REQUIRED TASK =>
Starting with the line containing "# point at: man's eye (one" and going on through the line containing "x=683, y=412", swap "baby's" for "infant's". Reproduce only those lines, with nothing else changed.

(Data excerpted from a collection)
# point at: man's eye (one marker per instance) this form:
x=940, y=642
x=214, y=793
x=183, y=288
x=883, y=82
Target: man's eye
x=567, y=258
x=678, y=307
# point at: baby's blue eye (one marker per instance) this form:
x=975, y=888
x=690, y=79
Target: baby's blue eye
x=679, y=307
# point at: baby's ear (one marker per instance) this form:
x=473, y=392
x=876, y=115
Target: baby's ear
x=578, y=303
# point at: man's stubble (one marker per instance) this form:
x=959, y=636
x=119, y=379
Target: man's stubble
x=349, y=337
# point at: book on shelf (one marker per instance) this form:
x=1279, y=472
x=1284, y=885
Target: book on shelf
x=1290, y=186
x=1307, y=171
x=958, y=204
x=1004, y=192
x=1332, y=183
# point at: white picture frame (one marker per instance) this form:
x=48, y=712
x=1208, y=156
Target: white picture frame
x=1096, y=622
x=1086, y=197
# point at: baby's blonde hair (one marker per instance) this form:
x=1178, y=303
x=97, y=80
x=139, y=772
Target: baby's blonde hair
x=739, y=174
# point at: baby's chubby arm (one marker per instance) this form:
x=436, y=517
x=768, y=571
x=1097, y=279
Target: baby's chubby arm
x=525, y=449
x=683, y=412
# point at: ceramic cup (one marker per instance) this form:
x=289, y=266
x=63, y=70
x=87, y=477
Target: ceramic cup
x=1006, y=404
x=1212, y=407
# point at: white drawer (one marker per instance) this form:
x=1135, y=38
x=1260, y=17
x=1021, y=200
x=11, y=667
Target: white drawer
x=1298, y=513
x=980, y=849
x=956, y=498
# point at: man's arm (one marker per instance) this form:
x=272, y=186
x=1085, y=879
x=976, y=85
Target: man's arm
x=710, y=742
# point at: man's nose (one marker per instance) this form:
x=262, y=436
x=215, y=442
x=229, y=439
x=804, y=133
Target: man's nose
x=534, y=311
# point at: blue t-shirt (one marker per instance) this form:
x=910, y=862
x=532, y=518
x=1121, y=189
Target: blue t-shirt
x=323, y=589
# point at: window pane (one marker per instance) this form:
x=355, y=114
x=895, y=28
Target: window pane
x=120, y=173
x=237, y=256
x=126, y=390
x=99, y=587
* * *
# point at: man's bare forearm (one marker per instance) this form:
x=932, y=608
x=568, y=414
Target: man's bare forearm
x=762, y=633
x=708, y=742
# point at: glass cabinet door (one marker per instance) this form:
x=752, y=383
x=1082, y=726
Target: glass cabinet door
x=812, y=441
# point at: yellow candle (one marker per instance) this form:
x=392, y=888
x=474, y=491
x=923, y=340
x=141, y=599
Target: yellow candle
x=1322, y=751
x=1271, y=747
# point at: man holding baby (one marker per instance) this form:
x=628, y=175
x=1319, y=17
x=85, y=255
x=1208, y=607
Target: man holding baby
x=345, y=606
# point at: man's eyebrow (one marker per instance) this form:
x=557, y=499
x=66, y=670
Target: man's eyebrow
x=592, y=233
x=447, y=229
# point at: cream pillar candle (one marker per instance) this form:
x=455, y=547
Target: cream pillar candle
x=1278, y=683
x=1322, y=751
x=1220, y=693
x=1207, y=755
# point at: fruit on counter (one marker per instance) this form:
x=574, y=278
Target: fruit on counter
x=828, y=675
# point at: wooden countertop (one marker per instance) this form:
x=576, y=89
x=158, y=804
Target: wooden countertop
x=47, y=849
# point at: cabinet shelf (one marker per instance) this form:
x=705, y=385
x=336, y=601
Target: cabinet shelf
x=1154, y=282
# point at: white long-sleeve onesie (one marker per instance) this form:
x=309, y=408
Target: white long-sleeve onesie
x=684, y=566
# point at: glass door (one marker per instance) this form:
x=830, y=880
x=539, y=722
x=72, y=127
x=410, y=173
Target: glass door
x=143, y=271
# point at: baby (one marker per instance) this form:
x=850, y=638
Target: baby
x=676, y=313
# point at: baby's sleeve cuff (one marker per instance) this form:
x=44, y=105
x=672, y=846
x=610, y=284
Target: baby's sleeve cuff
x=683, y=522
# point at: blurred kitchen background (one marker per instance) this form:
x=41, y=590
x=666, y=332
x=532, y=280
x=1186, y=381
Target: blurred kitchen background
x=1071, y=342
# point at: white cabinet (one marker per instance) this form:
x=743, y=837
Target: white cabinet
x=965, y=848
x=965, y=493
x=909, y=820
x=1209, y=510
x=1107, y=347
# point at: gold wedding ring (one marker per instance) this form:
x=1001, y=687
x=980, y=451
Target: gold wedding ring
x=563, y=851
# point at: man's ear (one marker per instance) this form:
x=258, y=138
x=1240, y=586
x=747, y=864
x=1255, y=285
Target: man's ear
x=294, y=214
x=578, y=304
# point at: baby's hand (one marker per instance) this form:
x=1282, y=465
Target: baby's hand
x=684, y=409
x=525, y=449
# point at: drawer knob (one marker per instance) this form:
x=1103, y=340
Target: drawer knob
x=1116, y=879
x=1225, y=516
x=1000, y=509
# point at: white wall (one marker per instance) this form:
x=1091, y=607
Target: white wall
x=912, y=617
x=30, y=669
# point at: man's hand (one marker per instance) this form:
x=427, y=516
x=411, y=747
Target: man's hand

THE SOLUTION =>
# point at: man's eye (one marker per instance) this form:
x=940, y=642
x=214, y=793
x=183, y=288
x=883, y=82
Target: man's eye
x=567, y=258
x=678, y=307
# point at: infant's blue eye (one marker per instance) this form:
x=975, y=888
x=690, y=79
Target: infant's blue eye
x=679, y=307
# point at: infant's ear (one marker per instance) this form:
x=473, y=392
x=876, y=115
Target: infant's ear
x=578, y=303
# point at: man's stubble (one marker per instance) this form:
x=959, y=636
x=119, y=379
Target: man's stubble
x=349, y=337
# point at: book on shelf (one marker per instance) this form:
x=1279, y=472
x=1284, y=885
Target: book on shelf
x=1290, y=186
x=1307, y=171
x=958, y=204
x=1004, y=192
x=1332, y=183
# point at: white picture frame (one marker per instance) this form:
x=48, y=712
x=1208, y=156
Target: white picture frame
x=1096, y=622
x=1086, y=197
# point at: infant's blonde hair (one marker per instance) this form:
x=1178, y=303
x=97, y=80
x=139, y=772
Target: infant's blonde hair
x=739, y=174
# point at: infant's chubby arm (one marker per instance) this form:
x=436, y=517
x=768, y=571
x=1097, y=279
Target: infant's chubby arm
x=525, y=449
x=683, y=412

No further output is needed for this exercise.